◆ Given data
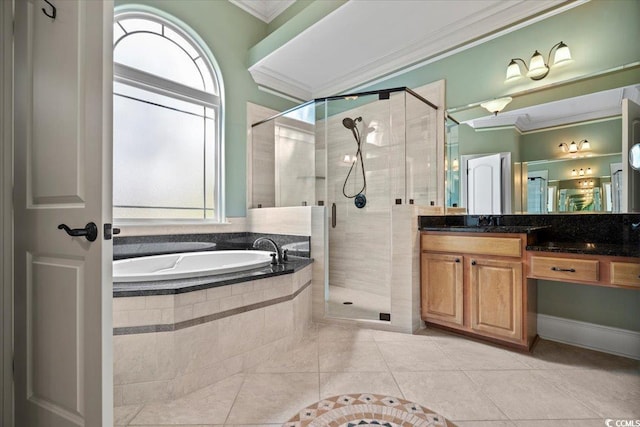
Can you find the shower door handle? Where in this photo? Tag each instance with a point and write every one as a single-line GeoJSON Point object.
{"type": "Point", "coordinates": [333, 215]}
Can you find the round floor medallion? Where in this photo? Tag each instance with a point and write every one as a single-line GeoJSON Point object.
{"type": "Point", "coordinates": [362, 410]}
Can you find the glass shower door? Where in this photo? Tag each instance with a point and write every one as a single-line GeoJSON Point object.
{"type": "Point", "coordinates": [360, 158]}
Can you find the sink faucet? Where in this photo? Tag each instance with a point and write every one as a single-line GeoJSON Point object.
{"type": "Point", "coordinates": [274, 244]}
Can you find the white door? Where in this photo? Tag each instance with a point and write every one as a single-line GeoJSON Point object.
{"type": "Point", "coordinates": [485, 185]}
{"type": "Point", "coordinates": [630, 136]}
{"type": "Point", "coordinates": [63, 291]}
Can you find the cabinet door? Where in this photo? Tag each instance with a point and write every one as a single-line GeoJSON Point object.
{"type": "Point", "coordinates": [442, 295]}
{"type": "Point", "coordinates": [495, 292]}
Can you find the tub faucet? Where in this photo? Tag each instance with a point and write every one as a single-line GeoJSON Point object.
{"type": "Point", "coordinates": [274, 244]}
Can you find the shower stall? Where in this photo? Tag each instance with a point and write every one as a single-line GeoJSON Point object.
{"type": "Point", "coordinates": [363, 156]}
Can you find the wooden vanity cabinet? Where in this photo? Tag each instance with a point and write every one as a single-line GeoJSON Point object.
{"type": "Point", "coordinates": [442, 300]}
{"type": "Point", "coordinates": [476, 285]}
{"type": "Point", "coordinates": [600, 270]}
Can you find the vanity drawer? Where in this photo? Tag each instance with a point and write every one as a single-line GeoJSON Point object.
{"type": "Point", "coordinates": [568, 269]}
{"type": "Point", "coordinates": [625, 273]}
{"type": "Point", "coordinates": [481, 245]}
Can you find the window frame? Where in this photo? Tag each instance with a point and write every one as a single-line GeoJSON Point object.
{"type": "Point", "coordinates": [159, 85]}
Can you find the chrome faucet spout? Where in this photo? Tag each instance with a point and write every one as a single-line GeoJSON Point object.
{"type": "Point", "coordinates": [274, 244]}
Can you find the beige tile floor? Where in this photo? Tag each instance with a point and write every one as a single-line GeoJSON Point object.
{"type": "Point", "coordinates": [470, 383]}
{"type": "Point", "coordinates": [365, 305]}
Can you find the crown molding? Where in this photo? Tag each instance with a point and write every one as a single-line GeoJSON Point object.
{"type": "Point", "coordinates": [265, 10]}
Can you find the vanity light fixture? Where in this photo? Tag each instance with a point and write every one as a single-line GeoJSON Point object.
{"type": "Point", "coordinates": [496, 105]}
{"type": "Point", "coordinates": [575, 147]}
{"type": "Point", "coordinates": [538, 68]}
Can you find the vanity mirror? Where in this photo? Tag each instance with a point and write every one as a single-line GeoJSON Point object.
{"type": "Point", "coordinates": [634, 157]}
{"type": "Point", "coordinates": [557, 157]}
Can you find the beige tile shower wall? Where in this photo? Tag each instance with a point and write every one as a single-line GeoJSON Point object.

◆ Goal
Rewrite all of the records above with every "single-line" changed to "one-line" and nothing else altered. Leave the pictures out.

◆ Exercise solution
Can you find the shower door handle? Where in this photo? Tag each instance with a point and write every one as a one-line GeoJSON Point object.
{"type": "Point", "coordinates": [333, 215]}
Can you find the round floor medallion? Where in this photo? Tag each instance with a point and write every one as a one-line GeoJSON Point object.
{"type": "Point", "coordinates": [362, 410]}
Can you find the glass shower door? Where in this photo? Tag each instance with a point and write every one as a one-line GeoJSON Point object.
{"type": "Point", "coordinates": [360, 158]}
Can you find the sink faucet? Where in this photo? Tag each instance with a point and write every one as a one-line GeoJSON Point object.
{"type": "Point", "coordinates": [274, 244]}
Can you find the white door? Where in this photo? Tag each instance with a point and write every one as a one-line GeoJSON Point object.
{"type": "Point", "coordinates": [485, 185]}
{"type": "Point", "coordinates": [630, 136]}
{"type": "Point", "coordinates": [63, 291]}
Can you find the cabinet door? Where in this photo? Tag each instance with a point and write every one as a one-line GeoJSON Point object.
{"type": "Point", "coordinates": [442, 295]}
{"type": "Point", "coordinates": [495, 292]}
Can you find the tub faucet? Where in this photo? Tag each instance with a point and write every one as a one-line GeoJSON Point object.
{"type": "Point", "coordinates": [274, 244]}
Can you find the shower stall? Where in this photo? Tag each instance with a point and write every one as a one-line GeoJSON Point object.
{"type": "Point", "coordinates": [363, 156]}
Can you find the wooden vanity cabinet? Where in this photo? Tag each instance with a point and write every one as a one-line GeoJSON Point object.
{"type": "Point", "coordinates": [442, 300]}
{"type": "Point", "coordinates": [476, 285]}
{"type": "Point", "coordinates": [600, 270]}
Can you find the vanity drawer? Where in this photo? Tag each instance with a point and write every one as a one-line GeoJSON Point object.
{"type": "Point", "coordinates": [568, 269]}
{"type": "Point", "coordinates": [625, 273]}
{"type": "Point", "coordinates": [481, 245]}
Can you find the window frame? Where in this photo? Tag each instance with a point and write every one as a one-line GeoJSON Point object.
{"type": "Point", "coordinates": [159, 85]}
Can you find the chrome faucet spout? Where in this photo? Tag each instance with a point and write every one as a one-line GeoJSON Point object.
{"type": "Point", "coordinates": [274, 244]}
Can you find the beige tile floor? Where in this photo? Tag each instance with a point and write every one as a one-line GeoJSON Point object.
{"type": "Point", "coordinates": [470, 383]}
{"type": "Point", "coordinates": [365, 305]}
Can you find the crown molding? Where in this photo? Tag each instance with a point and write every one as a one-line GeoJSON Point object.
{"type": "Point", "coordinates": [265, 10]}
Can you find the vanity light fixture? Where in this photo? Tag each instance with a point and write every one as a one-line GeoJSON Point object.
{"type": "Point", "coordinates": [496, 105]}
{"type": "Point", "coordinates": [575, 147]}
{"type": "Point", "coordinates": [538, 68]}
Can you find the vanity mirror? Where in this photo? Tag each instance with a point and write every one as a one-line GeoJSON Point object.
{"type": "Point", "coordinates": [634, 157]}
{"type": "Point", "coordinates": [557, 157]}
Can you find the beige tile shower wall? Where in this photo? Tag each instance with a point and write every one as a one-line GeoJSON Point object.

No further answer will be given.